> EXTRATO DE DADOS:
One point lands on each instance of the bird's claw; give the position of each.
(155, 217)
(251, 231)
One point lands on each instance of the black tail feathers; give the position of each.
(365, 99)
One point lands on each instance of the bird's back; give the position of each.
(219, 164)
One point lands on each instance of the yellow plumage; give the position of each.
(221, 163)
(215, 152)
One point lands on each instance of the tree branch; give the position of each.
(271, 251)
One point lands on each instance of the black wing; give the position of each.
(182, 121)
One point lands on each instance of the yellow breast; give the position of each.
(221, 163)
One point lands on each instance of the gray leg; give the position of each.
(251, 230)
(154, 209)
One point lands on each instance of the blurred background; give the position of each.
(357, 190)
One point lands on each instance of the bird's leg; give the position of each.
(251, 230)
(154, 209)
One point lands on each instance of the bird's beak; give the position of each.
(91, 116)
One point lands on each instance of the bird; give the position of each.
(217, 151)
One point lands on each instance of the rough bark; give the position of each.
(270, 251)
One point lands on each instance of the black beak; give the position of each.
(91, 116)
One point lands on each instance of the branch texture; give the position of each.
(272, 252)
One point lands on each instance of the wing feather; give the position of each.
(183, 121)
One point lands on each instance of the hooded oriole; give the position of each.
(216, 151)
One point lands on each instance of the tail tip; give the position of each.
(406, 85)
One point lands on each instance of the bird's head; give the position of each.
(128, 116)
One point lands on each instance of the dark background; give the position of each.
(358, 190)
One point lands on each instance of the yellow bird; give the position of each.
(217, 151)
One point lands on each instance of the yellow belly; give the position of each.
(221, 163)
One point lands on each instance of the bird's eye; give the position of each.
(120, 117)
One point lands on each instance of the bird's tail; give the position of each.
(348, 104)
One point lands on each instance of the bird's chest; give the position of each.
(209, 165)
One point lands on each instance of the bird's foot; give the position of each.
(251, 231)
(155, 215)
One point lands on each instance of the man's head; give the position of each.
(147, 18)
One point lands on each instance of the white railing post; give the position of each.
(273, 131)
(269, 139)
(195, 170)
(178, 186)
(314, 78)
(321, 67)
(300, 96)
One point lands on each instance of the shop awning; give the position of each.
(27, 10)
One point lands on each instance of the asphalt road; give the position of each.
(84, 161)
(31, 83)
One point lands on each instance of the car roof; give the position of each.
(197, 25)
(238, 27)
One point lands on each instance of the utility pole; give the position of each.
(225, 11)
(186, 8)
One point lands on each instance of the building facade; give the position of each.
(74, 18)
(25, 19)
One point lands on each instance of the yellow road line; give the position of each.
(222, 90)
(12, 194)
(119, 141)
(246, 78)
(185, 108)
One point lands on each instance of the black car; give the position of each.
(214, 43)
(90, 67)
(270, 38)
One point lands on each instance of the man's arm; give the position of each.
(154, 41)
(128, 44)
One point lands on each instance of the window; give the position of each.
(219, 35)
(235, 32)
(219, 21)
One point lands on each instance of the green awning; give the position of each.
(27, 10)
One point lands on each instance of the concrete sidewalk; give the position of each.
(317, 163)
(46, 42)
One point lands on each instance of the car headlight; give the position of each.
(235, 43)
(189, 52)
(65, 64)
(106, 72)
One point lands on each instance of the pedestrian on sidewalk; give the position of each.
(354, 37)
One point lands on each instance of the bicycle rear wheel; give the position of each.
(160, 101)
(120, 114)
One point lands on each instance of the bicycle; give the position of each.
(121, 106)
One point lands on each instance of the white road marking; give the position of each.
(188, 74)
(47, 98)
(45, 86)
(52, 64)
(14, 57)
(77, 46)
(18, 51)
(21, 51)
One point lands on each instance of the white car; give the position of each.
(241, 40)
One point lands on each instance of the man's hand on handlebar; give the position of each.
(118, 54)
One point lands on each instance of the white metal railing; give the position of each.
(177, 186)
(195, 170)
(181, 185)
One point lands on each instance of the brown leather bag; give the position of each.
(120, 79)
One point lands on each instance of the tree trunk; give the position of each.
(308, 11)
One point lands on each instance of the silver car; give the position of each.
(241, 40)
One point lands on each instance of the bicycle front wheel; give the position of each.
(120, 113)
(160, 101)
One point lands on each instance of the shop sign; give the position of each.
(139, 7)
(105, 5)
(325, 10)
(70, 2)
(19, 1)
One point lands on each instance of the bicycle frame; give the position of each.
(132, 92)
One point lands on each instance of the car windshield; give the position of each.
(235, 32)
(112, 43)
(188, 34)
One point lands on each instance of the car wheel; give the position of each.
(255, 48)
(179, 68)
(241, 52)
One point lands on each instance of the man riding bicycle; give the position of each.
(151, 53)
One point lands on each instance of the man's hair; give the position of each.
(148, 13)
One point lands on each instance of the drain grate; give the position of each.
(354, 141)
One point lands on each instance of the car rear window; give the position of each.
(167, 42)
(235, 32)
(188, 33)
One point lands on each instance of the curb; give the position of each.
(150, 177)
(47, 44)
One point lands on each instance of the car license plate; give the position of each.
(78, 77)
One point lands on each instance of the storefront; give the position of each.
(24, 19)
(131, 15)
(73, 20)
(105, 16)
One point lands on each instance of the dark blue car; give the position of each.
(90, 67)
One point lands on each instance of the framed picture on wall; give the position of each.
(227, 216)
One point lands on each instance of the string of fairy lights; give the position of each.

> EXERCÍCIO PROPOSTO: Converta todas as linhas da listagem acima em uma lista JSON de strings, com uma string para cada linha. Deixe de fora as linhas em branco.

> RESULTADO DA TAREFA:
[
  "One point lands on each instance of the bird's claw; give the position of each.",
  "(155, 217)",
  "(251, 231)",
  "One point lands on each instance of the black tail feathers; give the position of each.",
  "(365, 99)",
  "One point lands on each instance of the bird's back; give the position of each.",
  "(219, 164)",
  "One point lands on each instance of the yellow plumage; give the position of each.",
  "(221, 163)",
  "(215, 152)",
  "One point lands on each instance of the tree branch; give the position of each.",
  "(271, 251)",
  "One point lands on each instance of the black wing; give the position of each.",
  "(182, 121)",
  "One point lands on each instance of the yellow breast; give the position of each.",
  "(221, 163)",
  "One point lands on each instance of the gray leg; give the position of each.",
  "(251, 230)",
  "(154, 209)",
  "One point lands on each instance of the blurred background; give the position of each.",
  "(357, 190)",
  "One point lands on each instance of the bird's leg; give the position of each.",
  "(251, 230)",
  "(154, 209)",
  "One point lands on each instance of the bird's beak; give the position of each.",
  "(91, 116)",
  "One point lands on each instance of the bird; give the position of each.",
  "(217, 151)",
  "One point lands on each instance of the rough bark; give the position of each.",
  "(270, 251)",
  "One point lands on each instance of the black beak; give the position of each.",
  "(91, 116)",
  "One point lands on each instance of the branch texture; give the position of each.",
  "(272, 252)",
  "One point lands on each instance of the wing feather; give the position of each.",
  "(183, 121)",
  "One point lands on each instance of the hooded oriole; give the position of each.",
  "(216, 151)",
  "One point lands on each instance of the tail tip; give the position of each.",
  "(406, 85)",
  "One point lands on each instance of the bird's head; give the position of each.",
  "(128, 116)",
  "One point lands on each instance of the dark background; give the position of each.",
  "(358, 190)",
  "One point lands on each instance of the yellow bird; give the position of each.",
  "(217, 151)",
  "One point lands on each instance of the yellow belly; give the position of each.",
  "(221, 163)",
  "One point lands on each instance of the bird's eye; give the position of each.",
  "(120, 117)",
  "One point lands on each instance of the bird's tail; give the position of each.",
  "(348, 104)",
  "One point lands on each instance of the bird's chest; give the position of each.",
  "(209, 165)",
  "One point lands on each instance of the bird's foot; give the position of each.",
  "(251, 231)",
  "(155, 215)",
  "One point lands on each instance of the man's head; give the position of each.",
  "(147, 18)",
  "One point lands on each instance of the white railing post; give the position of each.",
  "(273, 131)",
  "(269, 139)",
  "(195, 170)",
  "(178, 186)",
  "(314, 78)",
  "(321, 67)",
  "(300, 96)",
  "One point lands on each instance of the shop awning; give the position of each.",
  "(27, 10)",
  "One point lands on each instance of the asphalt road; give the position of each.",
  "(84, 161)",
  "(31, 83)",
  "One point lands on each instance of the car roof; give the position of each.",
  "(197, 25)",
  "(238, 27)",
  "One point lands on each instance of the utility pole; give the position of each.",
  "(225, 11)",
  "(186, 8)",
  "One point lands on each instance of the building facade; give the position of each.",
  "(74, 18)",
  "(25, 19)",
  "One point lands on each instance of the yellow road line; give the position of each.",
  "(222, 90)",
  "(12, 194)",
  "(119, 141)",
  "(246, 78)",
  "(185, 108)",
  "One point lands on each instance of the black car; give the position of each.",
  "(214, 43)",
  "(90, 67)",
  "(270, 38)",
  "One point lands on each instance of the man's arm; give the position of each.",
  "(154, 41)",
  "(128, 44)",
  "One point lands on each instance of the window; give the position of each.",
  "(219, 35)",
  "(235, 32)",
  "(219, 21)",
  "One point lands on each instance of the green awning; give the position of each.",
  "(27, 10)",
  "One point lands on each instance of the concrete sidewalk; give the position of each.",
  "(317, 163)",
  "(46, 42)",
  "One point lands on each instance of the car headlight; give the position of each.",
  "(235, 43)",
  "(189, 52)",
  "(65, 64)",
  "(106, 72)",
  "One point lands on each instance of the pedestrian on sidewalk; give the position of each.",
  "(354, 37)",
  "One point lands on each instance of the bicycle rear wheel; give the position of each.",
  "(160, 101)",
  "(120, 114)",
  "One point lands on each instance of the bicycle; give the position of each.",
  "(121, 106)",
  "One point lands on each instance of the white road marking; give the position of each.",
  "(188, 74)",
  "(47, 98)",
  "(45, 86)",
  "(52, 64)",
  "(14, 57)",
  "(77, 46)",
  "(18, 51)",
  "(21, 51)",
  "One point lands on each instance of the white car; give the position of each.",
  "(241, 40)",
  "One point lands on each instance of the man's hand on handlebar; give the position of each.",
  "(118, 54)",
  "One point lands on each instance of the white metal railing; give the position of each.",
  "(177, 186)",
  "(195, 170)",
  "(181, 185)",
  "One point lands on each instance of the brown leather bag; give the position of each.",
  "(120, 79)",
  "One point lands on each instance of the tree trunk; give the position of each.",
  "(308, 11)",
  "One point lands on each instance of the silver car; give the position of each.",
  "(241, 40)",
  "One point lands on each instance of the bicycle front wheel; give the position of each.",
  "(120, 113)",
  "(160, 101)",
  "One point lands on each instance of the shop sign; give the position of each.",
  "(139, 7)",
  "(105, 5)",
  "(325, 10)",
  "(70, 2)",
  "(19, 1)",
  "One point lands on each instance of the bicycle frame; give the position of each.",
  "(132, 92)",
  "One point lands on each instance of the car windshield; give the position of each.",
  "(235, 32)",
  "(112, 43)",
  "(188, 34)",
  "One point lands on each instance of the car wheel; give the position of each.",
  "(255, 48)",
  "(179, 68)",
  "(241, 52)",
  "One point lands on each instance of the man riding bicycle; give the position of each.",
  "(151, 53)",
  "One point lands on each instance of the man's hair; give the position of each.",
  "(148, 13)",
  "One point lands on each instance of the drain grate; give the position of each.",
  "(354, 141)",
  "One point lands on each instance of the car rear window; give the position of each.",
  "(167, 42)",
  "(235, 32)",
  "(188, 33)",
  "One point lands on each instance of the curb; give the position of each.",
  "(150, 177)",
  "(47, 44)",
  "One point lands on each instance of the car license plate; give the position of each.",
  "(78, 77)",
  "One point lands on each instance of the storefront; give the position of each.",
  "(24, 19)",
  "(131, 15)",
  "(73, 20)",
  "(105, 16)",
  "One point lands on each instance of the dark blue car; give the position of each.",
  "(90, 67)",
  "One point lands on each instance of the framed picture on wall; give the position of each.",
  "(227, 216)",
  "One point lands on each instance of the string of fairy lights; give the position of each."
]